_EXERCISE DIRECTIONS_
Every line from the one containing "meadow, one per instance" to the last line of the listing below should be given again exactly.

_GIVEN ENTRIES_
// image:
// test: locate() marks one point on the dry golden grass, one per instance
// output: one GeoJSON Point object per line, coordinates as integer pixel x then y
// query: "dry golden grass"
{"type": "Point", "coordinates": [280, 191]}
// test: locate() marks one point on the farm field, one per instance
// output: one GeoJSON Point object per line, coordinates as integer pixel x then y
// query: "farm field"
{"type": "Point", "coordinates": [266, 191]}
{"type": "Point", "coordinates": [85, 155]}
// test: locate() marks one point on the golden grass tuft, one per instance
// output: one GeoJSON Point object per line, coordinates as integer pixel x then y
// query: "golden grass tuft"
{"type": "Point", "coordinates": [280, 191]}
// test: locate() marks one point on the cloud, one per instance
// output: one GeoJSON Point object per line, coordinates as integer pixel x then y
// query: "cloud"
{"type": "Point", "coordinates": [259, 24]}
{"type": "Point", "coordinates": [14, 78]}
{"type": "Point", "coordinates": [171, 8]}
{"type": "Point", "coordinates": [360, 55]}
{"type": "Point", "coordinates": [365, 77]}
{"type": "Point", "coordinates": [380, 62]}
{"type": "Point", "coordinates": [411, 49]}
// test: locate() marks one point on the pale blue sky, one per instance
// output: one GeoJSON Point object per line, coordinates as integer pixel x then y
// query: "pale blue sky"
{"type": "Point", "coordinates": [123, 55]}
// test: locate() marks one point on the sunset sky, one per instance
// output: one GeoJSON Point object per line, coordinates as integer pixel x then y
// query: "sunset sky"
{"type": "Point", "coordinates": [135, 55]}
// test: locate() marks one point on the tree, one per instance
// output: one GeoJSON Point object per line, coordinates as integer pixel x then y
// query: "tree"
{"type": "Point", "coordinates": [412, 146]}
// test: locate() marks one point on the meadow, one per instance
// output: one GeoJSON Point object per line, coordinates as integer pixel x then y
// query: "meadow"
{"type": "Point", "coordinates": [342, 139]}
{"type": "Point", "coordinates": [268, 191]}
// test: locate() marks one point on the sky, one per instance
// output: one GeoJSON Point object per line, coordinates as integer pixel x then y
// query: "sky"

_RESULT BELOW_
// test: locate() marks one point on the meadow, one per instance
// output: one GeoJSON Point object per line, coordinates as integer pixel x then y
// query: "meadow"
{"type": "Point", "coordinates": [342, 139]}
{"type": "Point", "coordinates": [268, 191]}
// test: locate() marks one point on the sky, one per instance
// output: one GeoJSON Point object per line, coordinates as integer pixel x then y
// query: "sky"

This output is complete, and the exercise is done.